▶ WORK INSTRUCTIONS
Your answer must be an exact copy of all the entries.

DATA PROVIDED Block Start

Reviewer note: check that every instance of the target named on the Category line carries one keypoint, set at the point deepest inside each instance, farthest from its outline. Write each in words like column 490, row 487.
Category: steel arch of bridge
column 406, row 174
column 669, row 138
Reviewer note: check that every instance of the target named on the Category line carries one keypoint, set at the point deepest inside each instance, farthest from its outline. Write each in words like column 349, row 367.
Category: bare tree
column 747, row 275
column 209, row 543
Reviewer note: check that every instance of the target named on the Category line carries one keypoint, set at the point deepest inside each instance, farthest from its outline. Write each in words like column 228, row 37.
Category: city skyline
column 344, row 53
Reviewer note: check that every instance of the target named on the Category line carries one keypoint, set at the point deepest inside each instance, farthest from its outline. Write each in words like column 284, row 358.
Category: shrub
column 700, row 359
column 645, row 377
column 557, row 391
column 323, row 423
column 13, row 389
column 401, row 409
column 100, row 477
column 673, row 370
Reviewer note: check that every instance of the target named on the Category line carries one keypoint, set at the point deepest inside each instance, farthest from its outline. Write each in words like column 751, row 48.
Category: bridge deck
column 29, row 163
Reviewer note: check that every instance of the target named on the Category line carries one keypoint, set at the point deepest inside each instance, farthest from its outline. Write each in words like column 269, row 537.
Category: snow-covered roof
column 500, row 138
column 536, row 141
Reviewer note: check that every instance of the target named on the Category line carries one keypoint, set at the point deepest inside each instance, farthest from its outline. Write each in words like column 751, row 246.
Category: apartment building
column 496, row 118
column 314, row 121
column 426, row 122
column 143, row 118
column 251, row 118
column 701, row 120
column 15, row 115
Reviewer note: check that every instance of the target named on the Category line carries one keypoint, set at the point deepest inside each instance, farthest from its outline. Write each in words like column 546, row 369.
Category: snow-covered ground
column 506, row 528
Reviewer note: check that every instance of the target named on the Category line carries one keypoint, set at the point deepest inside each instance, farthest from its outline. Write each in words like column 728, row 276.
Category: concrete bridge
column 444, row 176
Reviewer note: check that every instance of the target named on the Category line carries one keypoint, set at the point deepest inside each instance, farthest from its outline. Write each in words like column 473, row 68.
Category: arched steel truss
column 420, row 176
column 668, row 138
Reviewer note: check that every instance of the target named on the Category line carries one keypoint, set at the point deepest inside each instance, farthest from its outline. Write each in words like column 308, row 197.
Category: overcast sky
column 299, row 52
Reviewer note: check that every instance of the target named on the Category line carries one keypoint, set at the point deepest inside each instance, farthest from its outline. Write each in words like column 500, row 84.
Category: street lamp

DATA PROVIDED Block End

▶ TASK OUTPUT
Reviewer note: check that every instance of the target named on the Category line carries one keypoint, set at the point deepest inside each instance, farthest from its outline. Write each in words like column 490, row 487.
Category: steel arch of bridge
column 406, row 174
column 669, row 138
Reviewer note: check that every instance of the target named on the Category line carries one keypoint, set at the point deepest inside each instance, farthest from its outline. Write each in words like column 349, row 367.
Category: bare tree
column 747, row 275
column 209, row 543
Reviewer note: check that every instance of the target named on the Category line carries one keypoint, set at the point deepest inside each instance, farthest from its outline. Write each in words like column 228, row 37.
Category: city skyline
column 344, row 53
Reviewer note: check that every instance of the target named on the Category line carries one keypoint, set at the point deepest inside each instance, farthest from its outline. Write each in words like column 284, row 358.
Category: shrub
column 700, row 359
column 645, row 377
column 557, row 391
column 323, row 423
column 13, row 389
column 401, row 409
column 100, row 477
column 673, row 370
Reviewer note: check that every instance of the target named on the Category line carries one keypoint, set at the point deepest inside each instance, farthest from its outline. Write each in words like column 751, row 48.
Category: bridge deck
column 29, row 163
Reviewer note: check that every instance of the target named on the Category line carries one keypoint, set at the point deepest inside each instance, farthest from its outline. Write each in words like column 269, row 537.
Category: snow-covered roof
column 500, row 138
column 536, row 141
Reviewer note: check that every instance of the target named on the Category line carries one keypoint, set at the point deepest inside each instance, farthest from its outline. Write each in words like column 751, row 246.
Category: apartment building
column 496, row 118
column 314, row 121
column 426, row 122
column 143, row 118
column 251, row 118
column 701, row 120
column 15, row 115
Reviewer note: check that every instance of the target named on the Category line carries one keypoint, set at the point deepest inside each instance, farthest from its outline. Write each in words like column 546, row 369.
Category: snow-covered ground
column 506, row 528
Reviewer note: check that every instance of the target named on the Category line carries one keypoint, set at the point deepest inside each instance, farthest from its outline. Write each in words like column 728, row 276.
Category: concrete bridge
column 444, row 176
Reviewer note: check that every instance of the target named on the Category line carries one keypoint, set at the point deepest inside each instance, farthest from its outline. Write each in words like column 473, row 68.
Category: arched steel truss
column 420, row 176
column 668, row 138
Reviewer note: check that every instance of the target named on the Category line carries one keypoint, set at the point deepest inside each instance, farthest from its outline. Write each in words like column 308, row 197.
Category: overcast sky
column 299, row 52
Reviewer note: check that every instance of the target named on the Category line carries one keypoint, set at the point deepest inside each instance, farthest from its outline. Write each in words like column 500, row 84.
Category: street lamp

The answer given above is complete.